(Entries from a point annotation set)
»»

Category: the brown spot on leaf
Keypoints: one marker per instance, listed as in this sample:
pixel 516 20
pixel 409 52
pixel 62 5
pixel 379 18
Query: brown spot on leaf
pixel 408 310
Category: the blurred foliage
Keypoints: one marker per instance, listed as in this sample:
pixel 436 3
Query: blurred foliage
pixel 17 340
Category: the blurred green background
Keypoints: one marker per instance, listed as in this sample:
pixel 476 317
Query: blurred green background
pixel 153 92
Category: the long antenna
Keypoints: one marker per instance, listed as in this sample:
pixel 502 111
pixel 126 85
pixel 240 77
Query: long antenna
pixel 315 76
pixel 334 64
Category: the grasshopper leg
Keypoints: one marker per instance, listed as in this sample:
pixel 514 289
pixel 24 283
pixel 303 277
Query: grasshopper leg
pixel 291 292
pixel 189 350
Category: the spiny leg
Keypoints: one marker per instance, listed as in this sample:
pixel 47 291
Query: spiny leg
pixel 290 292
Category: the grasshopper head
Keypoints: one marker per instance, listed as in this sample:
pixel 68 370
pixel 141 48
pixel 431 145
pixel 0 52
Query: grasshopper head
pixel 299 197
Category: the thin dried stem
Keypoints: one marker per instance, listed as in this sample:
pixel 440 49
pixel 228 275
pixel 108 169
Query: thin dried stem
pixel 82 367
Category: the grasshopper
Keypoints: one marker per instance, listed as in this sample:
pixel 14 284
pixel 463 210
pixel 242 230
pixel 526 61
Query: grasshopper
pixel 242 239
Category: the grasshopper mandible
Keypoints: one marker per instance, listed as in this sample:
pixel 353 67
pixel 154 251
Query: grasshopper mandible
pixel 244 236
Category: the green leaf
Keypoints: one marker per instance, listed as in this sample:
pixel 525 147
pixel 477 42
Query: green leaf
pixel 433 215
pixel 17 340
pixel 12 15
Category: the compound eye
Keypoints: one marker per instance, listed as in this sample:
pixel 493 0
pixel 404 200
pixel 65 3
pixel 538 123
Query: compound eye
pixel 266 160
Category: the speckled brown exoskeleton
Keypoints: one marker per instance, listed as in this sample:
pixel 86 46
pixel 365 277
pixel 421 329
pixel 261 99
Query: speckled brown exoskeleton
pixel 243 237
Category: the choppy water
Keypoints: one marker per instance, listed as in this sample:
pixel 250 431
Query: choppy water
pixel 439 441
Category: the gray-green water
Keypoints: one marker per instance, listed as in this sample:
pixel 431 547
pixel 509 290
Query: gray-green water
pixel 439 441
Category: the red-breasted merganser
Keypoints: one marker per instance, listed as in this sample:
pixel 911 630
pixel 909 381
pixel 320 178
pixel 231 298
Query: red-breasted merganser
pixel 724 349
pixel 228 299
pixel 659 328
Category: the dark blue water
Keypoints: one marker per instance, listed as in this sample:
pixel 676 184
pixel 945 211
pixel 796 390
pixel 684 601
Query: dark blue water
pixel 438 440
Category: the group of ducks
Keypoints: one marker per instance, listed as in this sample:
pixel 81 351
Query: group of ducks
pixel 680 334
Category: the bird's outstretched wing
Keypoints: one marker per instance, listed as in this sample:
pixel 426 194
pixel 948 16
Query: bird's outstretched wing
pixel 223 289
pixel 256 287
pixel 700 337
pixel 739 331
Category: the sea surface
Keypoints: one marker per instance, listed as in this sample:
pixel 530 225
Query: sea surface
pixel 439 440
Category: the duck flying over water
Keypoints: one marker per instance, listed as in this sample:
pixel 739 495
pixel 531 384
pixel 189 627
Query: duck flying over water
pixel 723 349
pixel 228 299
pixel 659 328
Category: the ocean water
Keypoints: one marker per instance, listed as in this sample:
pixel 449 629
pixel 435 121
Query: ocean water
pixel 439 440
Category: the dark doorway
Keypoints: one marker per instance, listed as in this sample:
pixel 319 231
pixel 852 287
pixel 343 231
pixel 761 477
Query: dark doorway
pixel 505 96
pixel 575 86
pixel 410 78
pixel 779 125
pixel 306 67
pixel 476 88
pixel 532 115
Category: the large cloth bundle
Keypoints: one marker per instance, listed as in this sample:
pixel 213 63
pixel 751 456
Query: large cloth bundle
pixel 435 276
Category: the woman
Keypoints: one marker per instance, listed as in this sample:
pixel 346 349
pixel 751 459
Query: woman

««

◆ What the task asks:
Please give every line of the rows above as a JSON list of strings, one string per line, leaving out any blank lines.

◆ Written response:
[
  "Category: the brown spot on leaf",
  "Keypoints: one marker per instance, listed as in this sample:",
  "pixel 516 20",
  "pixel 409 52",
  "pixel 62 5",
  "pixel 379 18",
  "Query: brown spot on leaf",
  "pixel 408 310",
  "Category: the blurred foliage",
  "Keypoints: one marker per instance, listed as in this sample:",
  "pixel 436 3",
  "Query: blurred foliage",
  "pixel 17 340",
  "Category: the blurred green background",
  "Keypoints: one marker per instance, listed as in this sample:",
  "pixel 476 317",
  "Query: blurred green background",
  "pixel 153 92",
  "Category: the long antenna",
  "Keypoints: one marker per instance, listed as in this sample:",
  "pixel 502 111",
  "pixel 126 85",
  "pixel 240 77",
  "Query: long antenna",
  "pixel 315 76",
  "pixel 334 64",
  "Category: the grasshopper leg",
  "Keypoints: one marker per instance, listed as in this sample:",
  "pixel 514 289",
  "pixel 24 283",
  "pixel 303 277",
  "Query: grasshopper leg",
  "pixel 291 292",
  "pixel 189 350",
  "Category: the spiny leg",
  "Keypoints: one marker per instance, listed as in this sample:",
  "pixel 47 291",
  "Query: spiny leg",
  "pixel 290 292",
  "Category: the grasshopper head",
  "Keypoints: one marker per instance, listed as in this sample:",
  "pixel 68 370",
  "pixel 141 48",
  "pixel 431 145",
  "pixel 0 52",
  "Query: grasshopper head",
  "pixel 299 197",
  "Category: the thin dried stem",
  "Keypoints: one marker per instance, listed as in this sample:",
  "pixel 440 49",
  "pixel 228 275",
  "pixel 108 169",
  "Query: thin dried stem",
  "pixel 82 367",
  "Category: the grasshopper",
  "Keypoints: one marker per instance, listed as in this sample:",
  "pixel 14 284",
  "pixel 463 210",
  "pixel 242 230",
  "pixel 526 61",
  "Query: grasshopper",
  "pixel 242 239",
  "Category: the grasshopper mandible",
  "Keypoints: one marker per instance, listed as in this sample:",
  "pixel 353 67",
  "pixel 154 251",
  "Query: grasshopper mandible",
  "pixel 244 236",
  "Category: the green leaf",
  "Keypoints: one marker per instance, listed as in this sample:",
  "pixel 525 147",
  "pixel 477 42",
  "Query: green leaf",
  "pixel 433 215",
  "pixel 17 340",
  "pixel 12 15",
  "Category: the compound eye",
  "Keypoints: one marker per instance, listed as in this sample:",
  "pixel 493 0",
  "pixel 404 200",
  "pixel 65 3",
  "pixel 538 123",
  "Query: compound eye",
  "pixel 266 160",
  "Category: the speckled brown exoskeleton",
  "Keypoints: one marker per instance, listed as in this sample:",
  "pixel 86 46",
  "pixel 365 277",
  "pixel 421 329",
  "pixel 261 99",
  "Query: speckled brown exoskeleton",
  "pixel 243 237",
  "Category: the choppy water",
  "Keypoints: one marker per instance, listed as in this sample:",
  "pixel 250 431",
  "Query: choppy water",
  "pixel 439 441",
  "Category: the gray-green water",
  "Keypoints: one marker per instance, listed as in this sample:",
  "pixel 431 547",
  "pixel 509 290",
  "Query: gray-green water",
  "pixel 439 441",
  "Category: the red-breasted merganser",
  "Keypoints: one marker per instance, listed as in this sample:",
  "pixel 911 630",
  "pixel 909 381",
  "pixel 320 178",
  "pixel 231 298",
  "Query: red-breasted merganser",
  "pixel 724 349",
  "pixel 228 299",
  "pixel 659 328",
  "Category: the dark blue water",
  "Keypoints: one marker per instance, listed as in this sample:",
  "pixel 676 184",
  "pixel 945 211",
  "pixel 796 390",
  "pixel 684 601",
  "Query: dark blue water",
  "pixel 438 440",
  "Category: the group of ducks",
  "Keypoints: one marker per instance, listed as in this sample:",
  "pixel 81 351",
  "Query: group of ducks",
  "pixel 680 334",
  "Category: the bird's outstretched wing",
  "Keypoints: one marker per instance, listed as in this sample:",
  "pixel 426 194",
  "pixel 948 16",
  "Query: bird's outstretched wing",
  "pixel 223 289",
  "pixel 256 287",
  "pixel 700 337",
  "pixel 739 331",
  "Category: the sea surface",
  "Keypoints: one marker per instance, listed as in this sample:",
  "pixel 530 225",
  "Query: sea surface",
  "pixel 439 440",
  "Category: the duck flying over water",
  "Keypoints: one marker per instance, listed as in this sample:",
  "pixel 739 495",
  "pixel 531 384",
  "pixel 189 627",
  "Query: duck flying over water",
  "pixel 723 349",
  "pixel 228 299",
  "pixel 659 328",
  "Category: the ocean water",
  "Keypoints: one marker per instance, listed as in this sample:",
  "pixel 449 629",
  "pixel 435 121",
  "Query: ocean water",
  "pixel 439 440",
  "Category: the dark doorway",
  "Keypoints: one marker per instance, listed as in this sample:",
  "pixel 319 231",
  "pixel 852 287",
  "pixel 343 231",
  "pixel 761 477",
  "Query: dark doorway",
  "pixel 505 96",
  "pixel 575 86",
  "pixel 410 78",
  "pixel 779 125",
  "pixel 306 67",
  "pixel 476 88",
  "pixel 532 115",
  "Category: the large cloth bundle",
  "Keypoints: one marker per instance, listed as in this sample:",
  "pixel 213 63",
  "pixel 751 456",
  "Query: large cloth bundle",
  "pixel 435 276",
  "Category: the woman",
  "Keypoints: one marker per instance, listed as in this sample:",
  "pixel 346 349",
  "pixel 751 459",
  "Query: woman"
]